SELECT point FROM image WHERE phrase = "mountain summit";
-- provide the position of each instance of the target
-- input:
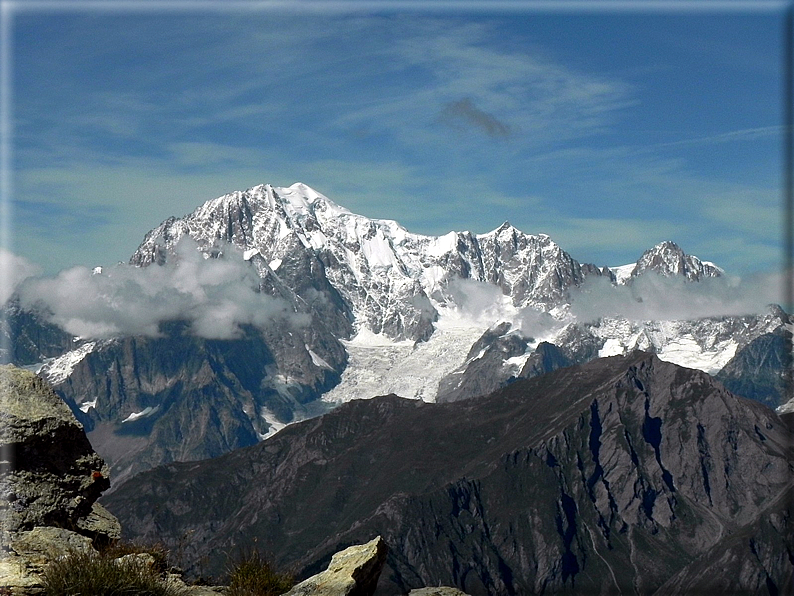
(362, 307)
(384, 274)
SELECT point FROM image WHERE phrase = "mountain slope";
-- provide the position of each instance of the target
(383, 310)
(383, 274)
(617, 474)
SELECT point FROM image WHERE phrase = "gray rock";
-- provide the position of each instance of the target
(56, 476)
(28, 553)
(51, 479)
(440, 591)
(351, 572)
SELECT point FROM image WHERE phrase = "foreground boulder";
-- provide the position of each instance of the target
(49, 483)
(351, 572)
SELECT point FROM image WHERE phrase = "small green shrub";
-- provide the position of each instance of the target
(254, 575)
(120, 548)
(92, 574)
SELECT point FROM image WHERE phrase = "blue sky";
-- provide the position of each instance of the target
(609, 128)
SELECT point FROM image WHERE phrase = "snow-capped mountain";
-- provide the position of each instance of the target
(384, 311)
(390, 280)
(667, 258)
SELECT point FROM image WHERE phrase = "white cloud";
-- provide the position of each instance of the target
(13, 270)
(654, 297)
(215, 295)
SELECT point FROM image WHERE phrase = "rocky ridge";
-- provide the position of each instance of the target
(384, 310)
(51, 480)
(626, 475)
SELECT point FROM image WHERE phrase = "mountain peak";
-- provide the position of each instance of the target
(669, 259)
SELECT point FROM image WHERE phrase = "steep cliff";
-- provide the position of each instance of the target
(621, 474)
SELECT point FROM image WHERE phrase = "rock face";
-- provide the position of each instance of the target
(51, 479)
(762, 369)
(146, 401)
(351, 572)
(623, 475)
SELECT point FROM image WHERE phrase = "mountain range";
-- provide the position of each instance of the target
(624, 475)
(367, 308)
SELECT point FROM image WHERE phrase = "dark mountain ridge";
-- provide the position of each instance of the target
(623, 475)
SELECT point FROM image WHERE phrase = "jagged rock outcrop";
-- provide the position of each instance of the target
(440, 591)
(147, 401)
(51, 479)
(667, 258)
(619, 475)
(353, 571)
(762, 369)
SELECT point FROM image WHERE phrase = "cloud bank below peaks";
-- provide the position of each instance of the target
(655, 297)
(215, 295)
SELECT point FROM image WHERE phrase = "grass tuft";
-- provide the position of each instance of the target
(254, 575)
(93, 574)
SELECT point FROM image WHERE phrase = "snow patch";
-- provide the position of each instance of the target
(148, 411)
(87, 405)
(274, 425)
(623, 272)
(56, 371)
(316, 360)
(378, 366)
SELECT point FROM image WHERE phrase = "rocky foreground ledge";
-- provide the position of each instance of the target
(51, 478)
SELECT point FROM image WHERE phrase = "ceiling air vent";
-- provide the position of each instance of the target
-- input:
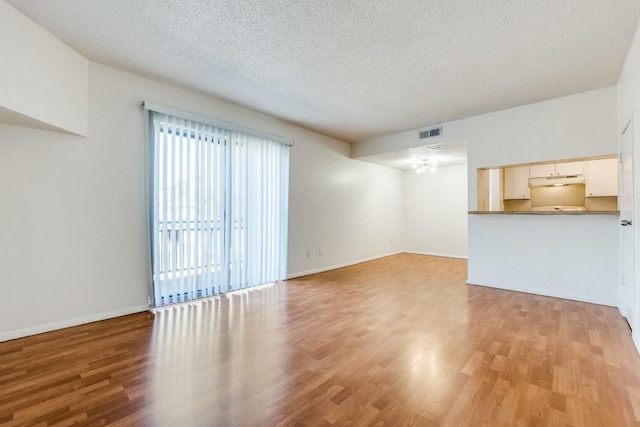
(430, 133)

Directions> An exact copy of every entry above is needed, minus the pictures.

Your response>
SELECT point FROM image WHERE phrase = "mountain summit";
-- provide the position of each instance of the target
-- input:
(362, 307)
(384, 274)
SELECT point FROM image WHERE phrase = "mountain slope";
-- provide the position of each instance of the target
(383, 310)
(383, 274)
(617, 474)
SELECT point FROM image WHERE phrase = "gray rock";
-- provide the position of each instance of the target
(56, 476)
(28, 553)
(51, 479)
(440, 591)
(351, 572)
SELECT point FROM image WHERE phrase = "foreground boulder";
-- provide the position of each instance of the target
(49, 483)
(351, 572)
SELECT point FROM image WHERE phrase = "small green shrub";
-- provide the position of each instance of the target
(254, 575)
(120, 548)
(92, 574)
SELECT point FROM image WHERE phrase = "blue sky";
-- provide the position of each instance of the target
(609, 128)
SELECT point FROM image WHERE phrase = "snow-capped mountain";
-- provide the position of each instance of the target
(384, 311)
(390, 280)
(667, 258)
SELECT point FROM image WHERE phrase = "white cloud";
-- provide the position of each instance of the target
(13, 270)
(654, 297)
(215, 295)
SELECT point FROM image WHERE phrase = "rocky ridge";
-- provide the position of each instance of the target
(384, 310)
(51, 480)
(626, 475)
SELECT point FROM image WHERE phrase = "mountain peak";
-- provide the position of each instance of the target
(669, 259)
SELECT point FROM image WHERE phrase = "steep cliff";
-- provide the position of each instance of the target
(621, 474)
SELECT point FROM image WHERE phrase = "rock face";
-- provide the position of each instance of the target
(51, 479)
(762, 369)
(146, 401)
(351, 572)
(623, 475)
SELECT point FROM image WHERE phrase = "mountain range";
-- provide the position of each instance of the target
(624, 475)
(367, 308)
SELECT point FROM image WHERE phrase = "dark mountain ridge";
-- provide the position of each instance of the target
(623, 475)
SELECT point FROM image WHERE phrase = "jagged rock outcrop";
-- provide the position of each instance of the target
(440, 591)
(147, 401)
(51, 479)
(667, 258)
(619, 475)
(353, 571)
(762, 369)
SELECT point FROM image WHERE phrase = "cloud bank below peaks";
-- provide the position of each instance of the target
(655, 297)
(215, 295)
SELECT point FROM image WHERE phrase = "grass tuft";
-- provide the position of each instance of the target
(254, 575)
(93, 574)
SELECT point FROM image WHERE phrase = "snow patch";
-- provide the position of each instance of the target
(148, 411)
(87, 405)
(274, 425)
(623, 272)
(56, 371)
(316, 360)
(378, 366)
SELECT point FROM image WHERE phrase = "rocky foreground ledge";
-- provide the position of each instance of the target
(51, 478)
SELECT point FROM image WHERE phrase = "ceiling air vent";
-- provide the position of each instance of the target
-- input:
(430, 133)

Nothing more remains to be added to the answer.